* _Things to do_:
1) Quote the Silverstone race report from "Paul Bailey and" up to and including "new round-the-Wing configuration.".
2) According to the Silverstone race report, what limited the Aston Martin Vantage's track time in qualifying?

* _Excerpt to read_:
________

MSA British Endurance Championship

Silverstone International, May 11th


Paul Bailey and Andy Schulz, in the Horsepower Racing Aston Martin Vantage run by Scuderia Vittoria, drove a superbly controlled race in extremely challenging weather conditions to take a well deserved win in the first race on Silverstone’s new round-the-Wing configuration.


They didn’t have it all their way in qualifying though, a split power steering hose limiting their track time, and fourth on the grid was the best they could post, with the talk of the paddock, Nigel Mustill’s newly acquired faux Daytona Prototype Riley MkXXII, a trackday version of the real McCoy, but nevertheless an impressive machine with a 6-litre LS3 mill. Mustill had played-down the potential, but he himself set the bar at 1:01.974 just 10 minutes into the 45-minute session, with co-drivers John Martin and Bob Berridge completing just a handful of further laps. Javier Morcillo was the main challenger, the Azteca Mosler just over a second slower, until Nigel Greensall jumped in Mike Millard’s Rapier SR2 towards the end, annexing the front row of the grid on his penultimate lap, 1,021 seconds shy of the Riley.

________

* _Supplied data_:
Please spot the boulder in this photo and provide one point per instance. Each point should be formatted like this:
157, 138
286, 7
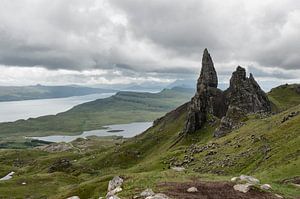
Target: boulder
242, 187
60, 165
158, 196
179, 169
249, 179
234, 179
114, 191
73, 197
147, 192
266, 187
192, 190
113, 197
115, 183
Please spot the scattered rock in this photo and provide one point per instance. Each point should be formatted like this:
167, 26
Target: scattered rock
73, 197
114, 183
179, 169
234, 179
56, 147
158, 196
265, 187
113, 197
278, 196
242, 187
192, 190
249, 179
289, 116
60, 165
114, 191
147, 192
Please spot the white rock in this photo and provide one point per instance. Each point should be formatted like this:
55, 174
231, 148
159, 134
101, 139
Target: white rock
278, 196
234, 179
147, 192
192, 190
242, 187
266, 186
158, 196
114, 183
114, 192
179, 169
249, 179
74, 197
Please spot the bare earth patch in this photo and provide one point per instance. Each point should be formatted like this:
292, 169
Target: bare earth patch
211, 190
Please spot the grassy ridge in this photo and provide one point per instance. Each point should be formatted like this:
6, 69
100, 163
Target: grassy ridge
284, 96
15, 93
264, 147
124, 107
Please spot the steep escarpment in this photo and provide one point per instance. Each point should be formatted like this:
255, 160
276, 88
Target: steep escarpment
243, 96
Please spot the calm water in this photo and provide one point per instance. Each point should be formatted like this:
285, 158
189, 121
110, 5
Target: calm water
15, 110
125, 130
8, 176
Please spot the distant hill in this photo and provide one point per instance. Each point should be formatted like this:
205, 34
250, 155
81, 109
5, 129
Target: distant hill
124, 107
16, 93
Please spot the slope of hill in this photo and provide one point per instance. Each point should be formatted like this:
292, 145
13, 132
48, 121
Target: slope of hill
124, 107
266, 148
285, 96
15, 93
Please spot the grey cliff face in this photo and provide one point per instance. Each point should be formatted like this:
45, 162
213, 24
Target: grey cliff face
243, 96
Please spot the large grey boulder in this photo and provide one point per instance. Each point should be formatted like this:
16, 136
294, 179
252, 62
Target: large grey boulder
114, 183
158, 196
147, 193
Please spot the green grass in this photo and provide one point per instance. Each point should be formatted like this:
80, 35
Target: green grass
265, 148
124, 107
284, 96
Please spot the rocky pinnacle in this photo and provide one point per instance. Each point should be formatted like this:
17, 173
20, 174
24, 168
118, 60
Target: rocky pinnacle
243, 96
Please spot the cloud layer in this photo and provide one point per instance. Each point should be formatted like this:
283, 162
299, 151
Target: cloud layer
151, 39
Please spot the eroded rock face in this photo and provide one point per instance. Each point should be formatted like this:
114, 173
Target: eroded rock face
208, 98
243, 96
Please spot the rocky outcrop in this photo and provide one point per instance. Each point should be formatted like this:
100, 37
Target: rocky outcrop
243, 96
208, 98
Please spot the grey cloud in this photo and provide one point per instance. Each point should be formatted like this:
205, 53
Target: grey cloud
159, 38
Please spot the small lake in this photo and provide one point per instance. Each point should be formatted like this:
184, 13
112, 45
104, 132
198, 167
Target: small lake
125, 130
15, 110
8, 176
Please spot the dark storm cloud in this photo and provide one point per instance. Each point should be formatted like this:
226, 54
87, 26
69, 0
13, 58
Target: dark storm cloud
164, 38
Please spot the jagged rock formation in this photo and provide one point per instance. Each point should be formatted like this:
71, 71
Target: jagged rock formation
243, 96
208, 98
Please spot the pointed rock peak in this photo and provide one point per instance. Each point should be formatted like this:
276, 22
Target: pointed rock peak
238, 75
208, 74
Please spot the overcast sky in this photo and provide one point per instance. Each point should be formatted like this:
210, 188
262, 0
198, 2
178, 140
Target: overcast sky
101, 42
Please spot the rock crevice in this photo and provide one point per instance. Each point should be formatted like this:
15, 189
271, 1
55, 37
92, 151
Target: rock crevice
243, 96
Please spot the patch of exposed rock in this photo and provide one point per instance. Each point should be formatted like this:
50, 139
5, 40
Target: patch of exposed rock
56, 147
243, 96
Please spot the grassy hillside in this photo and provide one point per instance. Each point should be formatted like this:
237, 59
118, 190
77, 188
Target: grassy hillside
15, 93
124, 107
285, 96
265, 147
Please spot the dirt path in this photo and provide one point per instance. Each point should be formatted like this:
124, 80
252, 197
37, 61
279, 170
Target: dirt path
211, 190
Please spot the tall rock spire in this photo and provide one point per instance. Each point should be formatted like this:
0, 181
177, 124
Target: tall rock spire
203, 101
208, 74
243, 96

________

* _Exercise answers_:
1)
Paul Bailey and Andy Schulz, in the Horsepower Racing Aston Martin Vantage run by Scuderia Vittoria, drove a superbly controlled race in extremely challenging weather conditions to take a well deserved win in the first race on Silverstone’s new round-the-Wing configuration.

2) A split power steering hose.